* YOUR GOAL
In the column on ableism and universal design below, how is ableism defined?

* TEXT BLOCK
= Beginning of Section =

Diane Filion Center for
Advancing Faculty Excellence

Access Roo Column 4

picture of Lindy SmithAbleism and Universal Design

Lindy Smith, Head of LaBudde Special Collections

Many aspects of our identities are fixed, but some change over time. Disability can be both. Some people are born with disabilities and some develop them over time. Some people have disabilities for their entire lives and for some people they are temporary. Regardless of how you come to disability, it’s likely that you will experience it in some way at some time in your life.

Some people are hearing, some people are Deaf. Some people use their feet and legs to navigate the world, some people use wheelchairs, prosthetics, and other mobility aids. Some people are neurotypical, some are neurodivergent. Neither is objectively better or worse, they’re just different. But the people in the first groups can generally navigate spaces more easily as they’re considered “normal” and spaces are built to accommodate them This is how marginalization works: a group with power decides where to draw lines of acceptability and those outside those lines have to work harder to fit in. Like other marginalized identities, disability has a disproportionate impact on some people because of intersectionality.

We use language, policies, and built environments to distance ourselves and turn people with disabilities in the other, something we hope we will never become. Ableism is the assumption that what we have collectively decided to consider “normal” is desirable and privileged and anything outside of that narrow definition is wrong, something to be mocked or, at best, corrected. But what if we shifted that perspective?

Here’s an interesting thought exercise: choose a disability. Now flip it so that instead of the world being built to exclude people with that disability, our built environment, policies, and social supports are structured around that disability as the norm. What would change? Would other people be inconvenienced or excluded? Can you come up with solutions to those inconveniences or exclusions that are more equitable to everyone from this opposite perspective? We have chosen to make stairs the default means of moving from one level of a structure to another instead of ramps or other solutions (elevators are both expensive to install and maintain and subject to mechanical failure). We have chosen to privilege the printed word for the dissemination of academic scholarship even though people with any level of vision could learn to read Braille and many of us now have easy access to sound recording and playback technologies.  We create and enforce policies in our work even though they put some students and colleagues at a disadvantage unless they’re willing to request an accommodation (and then we sometimes complain about having to change our habits).

= End of Section =

* GIVEN DATA

= Beginning of Section =

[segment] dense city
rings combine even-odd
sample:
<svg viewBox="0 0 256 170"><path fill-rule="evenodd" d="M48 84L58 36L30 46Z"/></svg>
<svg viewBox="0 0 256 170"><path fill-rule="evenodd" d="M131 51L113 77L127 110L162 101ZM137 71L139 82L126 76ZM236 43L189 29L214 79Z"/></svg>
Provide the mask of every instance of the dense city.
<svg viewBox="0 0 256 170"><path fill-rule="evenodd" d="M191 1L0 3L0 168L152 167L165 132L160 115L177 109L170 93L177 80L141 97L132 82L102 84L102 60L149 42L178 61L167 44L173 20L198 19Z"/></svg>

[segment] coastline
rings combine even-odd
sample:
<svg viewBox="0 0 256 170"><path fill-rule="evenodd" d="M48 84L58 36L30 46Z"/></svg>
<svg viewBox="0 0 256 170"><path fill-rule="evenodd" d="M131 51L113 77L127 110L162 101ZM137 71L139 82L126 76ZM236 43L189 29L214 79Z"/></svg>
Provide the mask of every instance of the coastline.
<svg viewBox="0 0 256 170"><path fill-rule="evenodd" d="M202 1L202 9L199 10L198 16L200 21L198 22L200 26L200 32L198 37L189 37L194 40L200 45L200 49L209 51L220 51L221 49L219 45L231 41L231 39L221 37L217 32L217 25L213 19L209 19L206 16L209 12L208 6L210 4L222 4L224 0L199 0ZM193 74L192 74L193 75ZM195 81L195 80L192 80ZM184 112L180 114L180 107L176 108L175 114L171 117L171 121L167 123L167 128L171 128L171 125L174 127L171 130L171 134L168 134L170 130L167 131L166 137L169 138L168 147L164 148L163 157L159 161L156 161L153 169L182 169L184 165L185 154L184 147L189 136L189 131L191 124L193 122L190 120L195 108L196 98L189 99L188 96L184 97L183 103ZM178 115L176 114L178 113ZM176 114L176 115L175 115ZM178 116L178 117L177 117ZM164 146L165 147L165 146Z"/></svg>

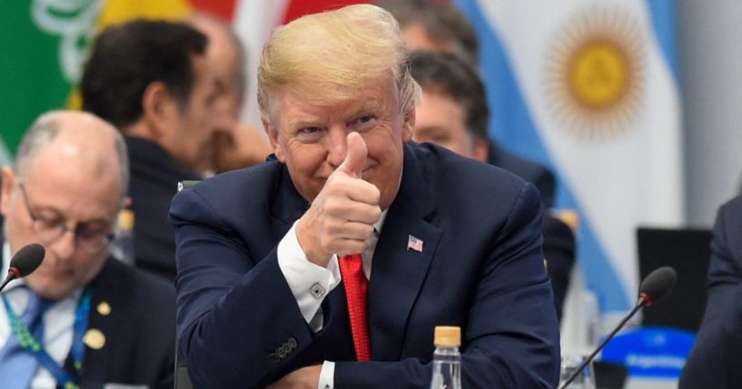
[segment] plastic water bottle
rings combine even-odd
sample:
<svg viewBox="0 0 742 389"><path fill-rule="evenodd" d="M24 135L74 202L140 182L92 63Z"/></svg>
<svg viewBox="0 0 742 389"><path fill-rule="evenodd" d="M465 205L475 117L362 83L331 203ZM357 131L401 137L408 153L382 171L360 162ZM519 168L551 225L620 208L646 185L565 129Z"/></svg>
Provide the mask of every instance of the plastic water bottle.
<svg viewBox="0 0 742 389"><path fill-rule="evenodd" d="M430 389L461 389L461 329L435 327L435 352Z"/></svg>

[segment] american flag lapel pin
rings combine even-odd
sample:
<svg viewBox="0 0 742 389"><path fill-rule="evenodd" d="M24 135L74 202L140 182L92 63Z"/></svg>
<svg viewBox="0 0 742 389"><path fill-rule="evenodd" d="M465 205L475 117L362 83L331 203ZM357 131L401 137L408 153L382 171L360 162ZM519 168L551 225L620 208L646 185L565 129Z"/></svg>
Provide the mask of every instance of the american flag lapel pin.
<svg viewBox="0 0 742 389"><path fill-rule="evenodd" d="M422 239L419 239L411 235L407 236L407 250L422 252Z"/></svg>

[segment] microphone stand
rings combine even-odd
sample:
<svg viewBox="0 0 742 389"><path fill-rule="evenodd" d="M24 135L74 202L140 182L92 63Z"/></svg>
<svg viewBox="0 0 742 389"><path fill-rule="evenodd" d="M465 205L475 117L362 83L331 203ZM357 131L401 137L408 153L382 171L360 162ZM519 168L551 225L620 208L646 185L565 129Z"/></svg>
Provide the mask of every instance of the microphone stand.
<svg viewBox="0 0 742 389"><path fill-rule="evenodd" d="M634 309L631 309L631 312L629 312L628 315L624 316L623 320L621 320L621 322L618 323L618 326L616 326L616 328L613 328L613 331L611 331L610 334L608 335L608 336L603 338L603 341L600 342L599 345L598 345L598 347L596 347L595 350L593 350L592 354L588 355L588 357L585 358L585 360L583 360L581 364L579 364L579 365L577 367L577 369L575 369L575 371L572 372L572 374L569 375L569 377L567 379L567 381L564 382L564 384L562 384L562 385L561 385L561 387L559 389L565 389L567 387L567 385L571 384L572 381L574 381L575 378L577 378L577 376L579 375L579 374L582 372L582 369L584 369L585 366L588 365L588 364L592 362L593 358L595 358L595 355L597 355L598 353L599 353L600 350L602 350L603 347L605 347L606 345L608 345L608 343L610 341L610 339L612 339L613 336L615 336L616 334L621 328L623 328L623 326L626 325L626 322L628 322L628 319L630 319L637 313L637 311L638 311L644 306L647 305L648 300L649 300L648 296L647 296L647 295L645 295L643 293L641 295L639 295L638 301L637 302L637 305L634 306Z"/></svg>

= End of Section =
= Beginning of Section =

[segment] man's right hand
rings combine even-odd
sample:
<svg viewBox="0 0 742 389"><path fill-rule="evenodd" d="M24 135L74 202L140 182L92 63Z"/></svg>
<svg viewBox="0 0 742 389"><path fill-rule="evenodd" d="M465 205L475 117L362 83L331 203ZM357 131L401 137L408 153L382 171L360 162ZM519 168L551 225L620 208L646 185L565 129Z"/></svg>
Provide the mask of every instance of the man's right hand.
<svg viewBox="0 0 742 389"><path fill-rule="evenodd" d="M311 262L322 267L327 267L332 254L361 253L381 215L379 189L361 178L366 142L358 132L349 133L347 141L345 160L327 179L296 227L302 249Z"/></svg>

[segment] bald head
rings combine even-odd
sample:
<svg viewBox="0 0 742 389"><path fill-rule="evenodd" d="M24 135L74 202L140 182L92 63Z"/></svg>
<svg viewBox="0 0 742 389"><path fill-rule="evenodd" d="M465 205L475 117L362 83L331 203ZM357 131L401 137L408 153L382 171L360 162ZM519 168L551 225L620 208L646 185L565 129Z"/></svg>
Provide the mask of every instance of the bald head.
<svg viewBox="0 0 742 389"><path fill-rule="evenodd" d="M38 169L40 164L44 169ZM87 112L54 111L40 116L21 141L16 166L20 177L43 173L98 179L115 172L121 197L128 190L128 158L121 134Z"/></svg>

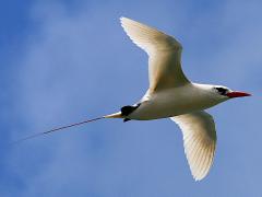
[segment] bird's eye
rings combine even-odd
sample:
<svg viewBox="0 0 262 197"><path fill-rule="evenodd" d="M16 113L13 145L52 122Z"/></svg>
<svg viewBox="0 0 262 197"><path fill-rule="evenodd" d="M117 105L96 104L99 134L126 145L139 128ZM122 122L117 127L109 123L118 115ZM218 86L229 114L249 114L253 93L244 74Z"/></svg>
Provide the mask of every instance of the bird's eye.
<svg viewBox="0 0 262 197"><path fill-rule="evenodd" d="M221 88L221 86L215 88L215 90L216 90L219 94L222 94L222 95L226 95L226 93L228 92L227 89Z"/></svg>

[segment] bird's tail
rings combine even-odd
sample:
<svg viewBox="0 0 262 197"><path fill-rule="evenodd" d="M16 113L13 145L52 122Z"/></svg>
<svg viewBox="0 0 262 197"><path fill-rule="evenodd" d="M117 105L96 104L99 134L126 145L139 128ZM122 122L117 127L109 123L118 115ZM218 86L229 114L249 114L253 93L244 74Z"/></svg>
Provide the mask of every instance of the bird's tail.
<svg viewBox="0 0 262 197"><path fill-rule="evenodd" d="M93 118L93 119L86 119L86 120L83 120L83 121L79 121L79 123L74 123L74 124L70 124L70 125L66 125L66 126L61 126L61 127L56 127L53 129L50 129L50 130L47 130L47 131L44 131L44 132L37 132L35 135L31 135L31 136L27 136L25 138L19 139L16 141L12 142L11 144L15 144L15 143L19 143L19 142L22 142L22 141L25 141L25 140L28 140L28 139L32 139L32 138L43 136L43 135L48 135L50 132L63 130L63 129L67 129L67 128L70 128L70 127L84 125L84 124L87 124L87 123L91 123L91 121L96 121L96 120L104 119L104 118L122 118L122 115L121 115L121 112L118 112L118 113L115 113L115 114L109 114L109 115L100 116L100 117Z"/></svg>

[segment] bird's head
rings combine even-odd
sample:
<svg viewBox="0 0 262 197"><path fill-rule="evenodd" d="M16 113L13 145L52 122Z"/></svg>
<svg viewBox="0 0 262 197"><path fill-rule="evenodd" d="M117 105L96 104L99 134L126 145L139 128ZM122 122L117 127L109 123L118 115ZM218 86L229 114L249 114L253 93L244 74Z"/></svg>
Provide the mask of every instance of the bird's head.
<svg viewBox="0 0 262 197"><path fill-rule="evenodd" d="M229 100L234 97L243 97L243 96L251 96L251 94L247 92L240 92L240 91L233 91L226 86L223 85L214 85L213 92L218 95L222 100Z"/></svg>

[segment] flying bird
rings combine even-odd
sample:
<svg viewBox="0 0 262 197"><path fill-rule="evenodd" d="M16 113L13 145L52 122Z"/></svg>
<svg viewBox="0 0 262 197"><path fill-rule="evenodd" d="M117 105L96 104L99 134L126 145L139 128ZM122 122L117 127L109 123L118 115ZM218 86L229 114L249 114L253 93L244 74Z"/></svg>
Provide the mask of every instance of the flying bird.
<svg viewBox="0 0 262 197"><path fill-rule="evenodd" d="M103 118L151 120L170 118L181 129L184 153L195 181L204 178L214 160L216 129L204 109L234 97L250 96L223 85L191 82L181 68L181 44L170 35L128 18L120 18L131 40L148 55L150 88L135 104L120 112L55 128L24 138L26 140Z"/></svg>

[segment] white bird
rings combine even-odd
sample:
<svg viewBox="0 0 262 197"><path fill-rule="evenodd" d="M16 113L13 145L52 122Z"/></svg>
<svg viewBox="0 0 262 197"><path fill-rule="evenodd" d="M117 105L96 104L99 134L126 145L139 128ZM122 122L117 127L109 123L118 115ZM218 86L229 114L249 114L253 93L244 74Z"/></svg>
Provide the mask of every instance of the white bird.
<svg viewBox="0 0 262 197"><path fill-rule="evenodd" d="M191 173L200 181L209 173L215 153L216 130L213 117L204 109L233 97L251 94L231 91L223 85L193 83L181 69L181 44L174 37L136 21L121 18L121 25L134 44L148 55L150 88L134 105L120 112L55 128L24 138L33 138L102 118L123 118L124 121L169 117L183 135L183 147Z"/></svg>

= End of Section =

* TASK RESPONSE
Ableism is the assumption that what we have collectively decided to consider "normal" is desirable and privileged, and that anything outside that narrow definition is wrong, something to be mocked or, at best, corrected.